Aim of the exercise —
The records that follow should be copied out exactly, pictures excluded.
+++
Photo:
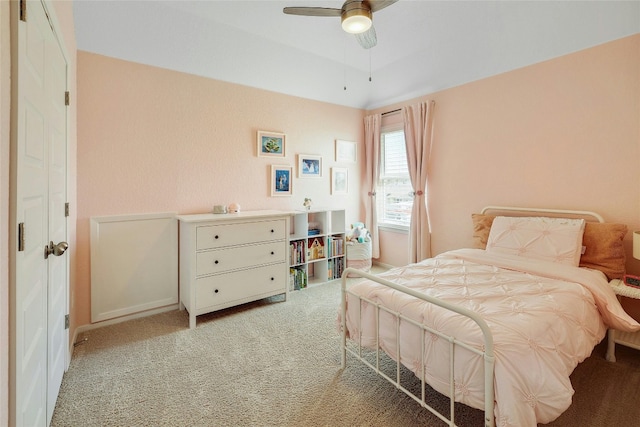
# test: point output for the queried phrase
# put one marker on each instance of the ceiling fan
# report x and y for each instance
(356, 17)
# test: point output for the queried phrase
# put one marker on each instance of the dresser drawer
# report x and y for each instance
(223, 289)
(221, 260)
(217, 236)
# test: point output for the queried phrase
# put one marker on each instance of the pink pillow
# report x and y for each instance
(549, 239)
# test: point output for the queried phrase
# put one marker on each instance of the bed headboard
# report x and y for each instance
(602, 242)
(555, 213)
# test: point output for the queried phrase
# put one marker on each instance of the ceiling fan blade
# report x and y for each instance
(312, 11)
(368, 39)
(377, 5)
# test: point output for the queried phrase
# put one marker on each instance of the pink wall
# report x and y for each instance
(154, 140)
(564, 133)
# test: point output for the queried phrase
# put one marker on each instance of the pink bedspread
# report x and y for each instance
(545, 319)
+++
Solution —
Photo:
# test: point output for the queried phrase
# put one marker on each instance of the ceiling fan
# report x and y for each instance
(356, 17)
# test: point output for the queried phrase
# put one marker on each instance of the dresser drawer
# report x and y for each instance
(223, 289)
(221, 260)
(217, 236)
# test: point output for the queried phrase
# put one marker on each instance of the pink pillow
# report x and y for each instance
(549, 239)
# test: point output for the queried phrase
# put one marker on each instance of the bed headboard
# report x and y for each instance
(602, 242)
(555, 213)
# test: point output for the queried phrase
# put one marker on each instance of the ceiling fan blade
# report x and y for each instance
(312, 11)
(368, 39)
(377, 5)
# test: point output for the queried phrase
# put one marker on each instance of the pink wall
# report x and y for each instance
(154, 140)
(564, 133)
# test: point output for the queried phrase
# put one marker on each instance of the pink bedspread
# report x and y for each instance
(545, 319)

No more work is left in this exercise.